WORK REQUIRED
Print exactly, and only, the lines running from the line containing "segment --target=shaved head" through the end of the records below.

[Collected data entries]
+===+

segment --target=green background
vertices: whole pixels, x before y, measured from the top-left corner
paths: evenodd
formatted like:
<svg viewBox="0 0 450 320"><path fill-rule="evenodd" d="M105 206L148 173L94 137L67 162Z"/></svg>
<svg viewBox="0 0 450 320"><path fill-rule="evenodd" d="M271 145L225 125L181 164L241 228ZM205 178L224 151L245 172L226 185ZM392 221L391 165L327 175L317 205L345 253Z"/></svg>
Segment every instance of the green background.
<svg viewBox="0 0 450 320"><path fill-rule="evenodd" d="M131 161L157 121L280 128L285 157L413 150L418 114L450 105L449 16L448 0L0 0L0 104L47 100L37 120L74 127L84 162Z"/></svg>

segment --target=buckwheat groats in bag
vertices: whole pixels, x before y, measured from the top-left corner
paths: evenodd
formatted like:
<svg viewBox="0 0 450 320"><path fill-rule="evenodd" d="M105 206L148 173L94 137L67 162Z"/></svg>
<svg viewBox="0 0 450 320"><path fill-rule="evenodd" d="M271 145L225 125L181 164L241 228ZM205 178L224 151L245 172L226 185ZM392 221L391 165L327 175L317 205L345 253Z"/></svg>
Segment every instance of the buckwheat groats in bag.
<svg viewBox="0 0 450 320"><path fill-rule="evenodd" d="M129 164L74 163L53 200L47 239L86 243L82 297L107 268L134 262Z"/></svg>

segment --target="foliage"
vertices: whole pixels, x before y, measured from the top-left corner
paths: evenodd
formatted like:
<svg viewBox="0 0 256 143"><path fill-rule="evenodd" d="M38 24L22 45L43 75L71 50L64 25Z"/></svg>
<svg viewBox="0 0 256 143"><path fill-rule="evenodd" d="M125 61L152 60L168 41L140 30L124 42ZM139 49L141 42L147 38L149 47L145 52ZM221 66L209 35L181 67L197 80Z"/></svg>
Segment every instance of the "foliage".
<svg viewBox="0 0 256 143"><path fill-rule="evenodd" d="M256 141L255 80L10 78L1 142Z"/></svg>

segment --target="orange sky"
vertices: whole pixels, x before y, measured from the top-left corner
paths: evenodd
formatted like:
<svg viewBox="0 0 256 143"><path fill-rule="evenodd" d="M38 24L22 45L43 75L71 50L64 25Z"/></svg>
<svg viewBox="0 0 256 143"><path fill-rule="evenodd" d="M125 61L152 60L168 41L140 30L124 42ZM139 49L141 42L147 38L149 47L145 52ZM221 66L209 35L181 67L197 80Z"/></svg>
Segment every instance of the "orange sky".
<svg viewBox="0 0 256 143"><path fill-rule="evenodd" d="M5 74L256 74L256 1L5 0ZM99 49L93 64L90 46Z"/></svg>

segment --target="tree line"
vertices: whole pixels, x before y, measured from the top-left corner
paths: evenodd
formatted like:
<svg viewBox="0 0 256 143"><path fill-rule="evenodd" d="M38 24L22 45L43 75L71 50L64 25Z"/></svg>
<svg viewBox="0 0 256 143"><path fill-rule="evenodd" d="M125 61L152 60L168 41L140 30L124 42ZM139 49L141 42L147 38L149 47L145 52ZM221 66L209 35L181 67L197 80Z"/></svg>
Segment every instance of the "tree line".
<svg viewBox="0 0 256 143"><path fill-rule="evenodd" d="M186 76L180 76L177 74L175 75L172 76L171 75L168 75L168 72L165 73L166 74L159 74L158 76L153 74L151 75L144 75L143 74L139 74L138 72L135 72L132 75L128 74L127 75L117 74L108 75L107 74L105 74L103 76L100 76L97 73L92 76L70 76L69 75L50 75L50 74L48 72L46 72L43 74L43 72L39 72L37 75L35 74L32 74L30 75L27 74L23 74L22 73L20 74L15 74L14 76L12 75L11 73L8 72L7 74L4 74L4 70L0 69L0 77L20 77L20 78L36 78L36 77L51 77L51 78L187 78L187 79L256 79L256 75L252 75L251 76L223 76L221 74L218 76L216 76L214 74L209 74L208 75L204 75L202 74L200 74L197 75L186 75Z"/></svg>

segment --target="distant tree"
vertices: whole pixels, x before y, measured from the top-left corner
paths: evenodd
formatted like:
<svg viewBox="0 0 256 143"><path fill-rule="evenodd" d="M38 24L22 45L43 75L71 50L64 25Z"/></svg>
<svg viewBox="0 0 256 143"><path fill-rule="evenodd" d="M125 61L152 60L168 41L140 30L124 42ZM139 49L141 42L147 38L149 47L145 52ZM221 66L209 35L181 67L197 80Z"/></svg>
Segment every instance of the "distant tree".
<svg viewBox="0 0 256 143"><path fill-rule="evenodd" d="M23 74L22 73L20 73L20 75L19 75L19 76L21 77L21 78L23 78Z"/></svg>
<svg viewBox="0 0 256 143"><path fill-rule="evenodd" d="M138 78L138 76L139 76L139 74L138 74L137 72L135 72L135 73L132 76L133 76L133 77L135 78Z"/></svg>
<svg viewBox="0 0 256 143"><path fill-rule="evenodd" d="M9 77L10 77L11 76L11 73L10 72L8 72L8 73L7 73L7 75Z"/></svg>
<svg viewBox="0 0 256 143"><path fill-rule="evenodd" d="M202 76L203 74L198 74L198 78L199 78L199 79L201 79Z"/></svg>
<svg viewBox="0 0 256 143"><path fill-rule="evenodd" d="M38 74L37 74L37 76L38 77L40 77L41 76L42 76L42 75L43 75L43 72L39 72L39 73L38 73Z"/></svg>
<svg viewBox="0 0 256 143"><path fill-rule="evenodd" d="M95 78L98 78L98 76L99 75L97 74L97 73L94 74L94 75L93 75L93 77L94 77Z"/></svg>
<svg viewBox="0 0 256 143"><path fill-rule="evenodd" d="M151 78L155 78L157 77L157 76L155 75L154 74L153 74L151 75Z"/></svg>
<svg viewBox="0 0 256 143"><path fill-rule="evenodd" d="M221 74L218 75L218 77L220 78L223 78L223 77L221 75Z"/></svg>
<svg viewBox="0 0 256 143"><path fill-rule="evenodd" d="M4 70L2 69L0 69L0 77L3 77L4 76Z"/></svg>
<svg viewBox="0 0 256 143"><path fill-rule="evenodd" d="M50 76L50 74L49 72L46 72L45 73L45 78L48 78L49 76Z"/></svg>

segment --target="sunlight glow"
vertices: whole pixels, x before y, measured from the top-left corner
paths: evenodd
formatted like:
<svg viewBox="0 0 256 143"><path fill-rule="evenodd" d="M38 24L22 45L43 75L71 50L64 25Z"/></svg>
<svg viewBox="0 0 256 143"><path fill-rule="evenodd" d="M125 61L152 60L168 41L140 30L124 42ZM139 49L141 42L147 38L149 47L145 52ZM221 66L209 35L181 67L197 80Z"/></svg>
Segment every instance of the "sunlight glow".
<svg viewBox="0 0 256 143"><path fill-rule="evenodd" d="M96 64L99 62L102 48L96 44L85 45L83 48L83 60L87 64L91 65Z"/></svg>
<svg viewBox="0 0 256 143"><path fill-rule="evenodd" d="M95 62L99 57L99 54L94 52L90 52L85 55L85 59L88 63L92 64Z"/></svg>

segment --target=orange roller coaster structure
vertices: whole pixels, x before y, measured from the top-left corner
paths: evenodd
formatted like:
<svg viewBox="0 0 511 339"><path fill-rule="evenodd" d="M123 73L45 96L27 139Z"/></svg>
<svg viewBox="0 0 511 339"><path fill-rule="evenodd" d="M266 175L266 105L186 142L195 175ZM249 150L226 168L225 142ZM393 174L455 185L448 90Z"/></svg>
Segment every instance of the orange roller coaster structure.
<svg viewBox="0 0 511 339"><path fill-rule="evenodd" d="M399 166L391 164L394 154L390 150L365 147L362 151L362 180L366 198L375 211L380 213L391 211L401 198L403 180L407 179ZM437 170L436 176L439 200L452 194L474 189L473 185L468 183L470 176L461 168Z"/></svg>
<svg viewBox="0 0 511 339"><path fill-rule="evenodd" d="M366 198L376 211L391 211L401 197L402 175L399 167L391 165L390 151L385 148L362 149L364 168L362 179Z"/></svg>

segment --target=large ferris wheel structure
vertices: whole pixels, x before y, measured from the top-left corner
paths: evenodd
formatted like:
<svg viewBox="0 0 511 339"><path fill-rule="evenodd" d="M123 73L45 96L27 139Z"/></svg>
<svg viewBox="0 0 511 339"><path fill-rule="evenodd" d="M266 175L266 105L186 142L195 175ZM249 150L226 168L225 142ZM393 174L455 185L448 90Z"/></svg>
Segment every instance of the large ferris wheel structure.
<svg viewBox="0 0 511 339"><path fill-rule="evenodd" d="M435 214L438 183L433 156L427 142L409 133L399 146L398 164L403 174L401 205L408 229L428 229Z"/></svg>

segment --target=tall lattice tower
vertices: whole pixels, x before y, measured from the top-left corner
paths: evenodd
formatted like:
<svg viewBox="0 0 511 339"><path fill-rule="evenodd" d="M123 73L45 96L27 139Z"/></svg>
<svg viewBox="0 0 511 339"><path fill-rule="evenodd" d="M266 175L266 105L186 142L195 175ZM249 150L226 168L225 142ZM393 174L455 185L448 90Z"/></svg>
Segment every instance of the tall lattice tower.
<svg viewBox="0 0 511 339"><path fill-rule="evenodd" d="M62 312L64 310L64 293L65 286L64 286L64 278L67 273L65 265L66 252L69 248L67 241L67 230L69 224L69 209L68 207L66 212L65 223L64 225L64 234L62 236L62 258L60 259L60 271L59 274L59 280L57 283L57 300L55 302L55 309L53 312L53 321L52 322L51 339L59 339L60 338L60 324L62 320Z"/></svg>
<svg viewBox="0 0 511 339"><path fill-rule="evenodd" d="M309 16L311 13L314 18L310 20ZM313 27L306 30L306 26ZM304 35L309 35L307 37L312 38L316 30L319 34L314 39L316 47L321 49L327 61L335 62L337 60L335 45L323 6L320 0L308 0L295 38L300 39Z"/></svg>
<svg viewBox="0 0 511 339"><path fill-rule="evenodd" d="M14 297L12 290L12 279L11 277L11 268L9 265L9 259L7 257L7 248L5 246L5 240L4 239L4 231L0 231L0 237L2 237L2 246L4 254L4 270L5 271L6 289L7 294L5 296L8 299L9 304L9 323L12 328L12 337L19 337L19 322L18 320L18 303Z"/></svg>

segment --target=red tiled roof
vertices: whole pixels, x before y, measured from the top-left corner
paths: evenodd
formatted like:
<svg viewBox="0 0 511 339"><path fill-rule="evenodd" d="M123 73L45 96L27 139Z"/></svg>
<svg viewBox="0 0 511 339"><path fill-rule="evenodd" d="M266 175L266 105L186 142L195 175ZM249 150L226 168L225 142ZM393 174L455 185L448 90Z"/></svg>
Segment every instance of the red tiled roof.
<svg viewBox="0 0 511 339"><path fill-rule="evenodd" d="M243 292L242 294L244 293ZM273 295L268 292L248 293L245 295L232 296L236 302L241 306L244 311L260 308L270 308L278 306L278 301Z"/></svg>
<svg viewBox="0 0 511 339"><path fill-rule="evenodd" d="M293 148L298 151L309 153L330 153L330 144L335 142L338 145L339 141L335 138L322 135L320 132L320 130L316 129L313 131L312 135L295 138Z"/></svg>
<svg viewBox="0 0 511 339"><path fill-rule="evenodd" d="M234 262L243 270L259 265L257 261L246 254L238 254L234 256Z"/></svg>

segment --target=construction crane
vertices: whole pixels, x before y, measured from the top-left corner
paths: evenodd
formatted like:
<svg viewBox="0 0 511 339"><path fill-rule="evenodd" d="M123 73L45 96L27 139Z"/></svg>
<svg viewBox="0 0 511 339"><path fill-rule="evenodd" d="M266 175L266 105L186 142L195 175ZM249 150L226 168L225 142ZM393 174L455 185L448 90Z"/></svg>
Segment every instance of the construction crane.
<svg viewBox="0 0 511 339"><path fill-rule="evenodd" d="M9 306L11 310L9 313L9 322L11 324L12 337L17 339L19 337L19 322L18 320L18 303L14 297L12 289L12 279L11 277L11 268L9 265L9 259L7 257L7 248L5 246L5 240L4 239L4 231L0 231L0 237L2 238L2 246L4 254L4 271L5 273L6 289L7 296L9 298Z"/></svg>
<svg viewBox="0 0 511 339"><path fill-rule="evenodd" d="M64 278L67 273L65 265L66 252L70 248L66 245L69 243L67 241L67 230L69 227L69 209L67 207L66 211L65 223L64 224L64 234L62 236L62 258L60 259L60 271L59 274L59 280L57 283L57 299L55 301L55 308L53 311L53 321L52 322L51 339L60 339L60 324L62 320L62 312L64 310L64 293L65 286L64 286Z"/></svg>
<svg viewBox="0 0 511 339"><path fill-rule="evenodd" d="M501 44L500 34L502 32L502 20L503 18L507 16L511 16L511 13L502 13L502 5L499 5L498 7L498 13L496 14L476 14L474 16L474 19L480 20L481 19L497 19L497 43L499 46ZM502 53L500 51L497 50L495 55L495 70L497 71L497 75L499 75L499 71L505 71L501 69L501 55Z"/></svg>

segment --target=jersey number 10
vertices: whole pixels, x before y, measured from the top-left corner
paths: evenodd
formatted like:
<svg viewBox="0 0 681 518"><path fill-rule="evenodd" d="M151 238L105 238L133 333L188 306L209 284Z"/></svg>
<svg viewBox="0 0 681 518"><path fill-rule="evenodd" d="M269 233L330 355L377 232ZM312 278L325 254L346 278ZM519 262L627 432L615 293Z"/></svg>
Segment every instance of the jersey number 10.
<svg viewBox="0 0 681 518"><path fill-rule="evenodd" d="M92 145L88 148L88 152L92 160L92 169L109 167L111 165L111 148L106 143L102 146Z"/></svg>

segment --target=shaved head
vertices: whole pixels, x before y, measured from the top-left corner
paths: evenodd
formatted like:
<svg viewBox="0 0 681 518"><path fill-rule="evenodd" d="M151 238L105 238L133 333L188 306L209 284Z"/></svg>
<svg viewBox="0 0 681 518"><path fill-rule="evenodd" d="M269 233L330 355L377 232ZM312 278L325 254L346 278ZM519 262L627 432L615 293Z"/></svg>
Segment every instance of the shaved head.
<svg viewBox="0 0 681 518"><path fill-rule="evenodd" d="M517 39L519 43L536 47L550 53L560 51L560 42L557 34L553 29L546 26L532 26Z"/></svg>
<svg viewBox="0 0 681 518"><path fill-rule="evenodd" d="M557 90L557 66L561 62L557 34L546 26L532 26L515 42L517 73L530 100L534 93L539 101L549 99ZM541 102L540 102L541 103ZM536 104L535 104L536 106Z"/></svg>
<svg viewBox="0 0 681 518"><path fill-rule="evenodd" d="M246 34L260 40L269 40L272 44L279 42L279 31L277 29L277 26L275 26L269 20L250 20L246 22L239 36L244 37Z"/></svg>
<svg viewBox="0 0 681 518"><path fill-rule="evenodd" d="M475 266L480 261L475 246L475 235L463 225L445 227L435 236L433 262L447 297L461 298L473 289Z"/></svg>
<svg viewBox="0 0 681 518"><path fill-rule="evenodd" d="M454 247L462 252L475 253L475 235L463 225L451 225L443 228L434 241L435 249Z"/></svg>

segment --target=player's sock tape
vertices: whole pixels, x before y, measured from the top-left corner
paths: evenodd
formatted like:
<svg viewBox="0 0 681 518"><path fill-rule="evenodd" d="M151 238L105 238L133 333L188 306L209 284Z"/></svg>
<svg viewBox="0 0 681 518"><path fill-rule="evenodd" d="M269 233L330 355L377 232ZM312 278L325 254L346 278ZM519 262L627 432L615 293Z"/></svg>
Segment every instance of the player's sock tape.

+===+

SOLVED PROBLEM
segment --target=shaved head
vertices: whole pixels, x before y, measured from the top-left corner
paths: evenodd
formatted like:
<svg viewBox="0 0 681 518"><path fill-rule="evenodd" d="M151 238L105 238L133 333L188 306L209 284Z"/></svg>
<svg viewBox="0 0 681 518"><path fill-rule="evenodd" d="M269 233L330 355L377 232ZM312 278L325 254L346 278ZM519 262L627 432L615 293Z"/></svg>
Segment every instance of the shaved head.
<svg viewBox="0 0 681 518"><path fill-rule="evenodd" d="M517 39L519 43L536 47L550 53L560 51L560 42L557 34L553 29L546 26L532 26Z"/></svg>
<svg viewBox="0 0 681 518"><path fill-rule="evenodd" d="M557 90L557 66L561 62L557 34L546 26L532 26L515 42L517 73L530 100L534 93L539 101L549 99ZM541 102L540 102L541 103ZM536 104L535 104L536 106Z"/></svg>
<svg viewBox="0 0 681 518"><path fill-rule="evenodd" d="M246 34L260 40L269 40L272 44L279 42L279 31L277 29L277 26L275 26L269 20L250 20L246 22L239 36L244 37Z"/></svg>
<svg viewBox="0 0 681 518"><path fill-rule="evenodd" d="M475 266L480 261L475 246L475 235L463 225L445 227L435 236L433 262L447 297L461 298L473 289Z"/></svg>
<svg viewBox="0 0 681 518"><path fill-rule="evenodd" d="M454 247L462 252L475 253L475 235L463 225L451 225L443 228L434 241L435 249Z"/></svg>

segment --target=player's sock tape
vertices: whole pixels, x before y, measured from the top-left corner
paths: evenodd
formatted like:
<svg viewBox="0 0 681 518"><path fill-rule="evenodd" d="M151 238L105 238L133 333L188 306L209 284Z"/></svg>
<svg viewBox="0 0 681 518"><path fill-rule="evenodd" d="M269 233L330 355L377 232ZM312 278L325 254L346 278ZM519 262L627 432L615 293Z"/></svg>
Segment every instance of the player's sock tape.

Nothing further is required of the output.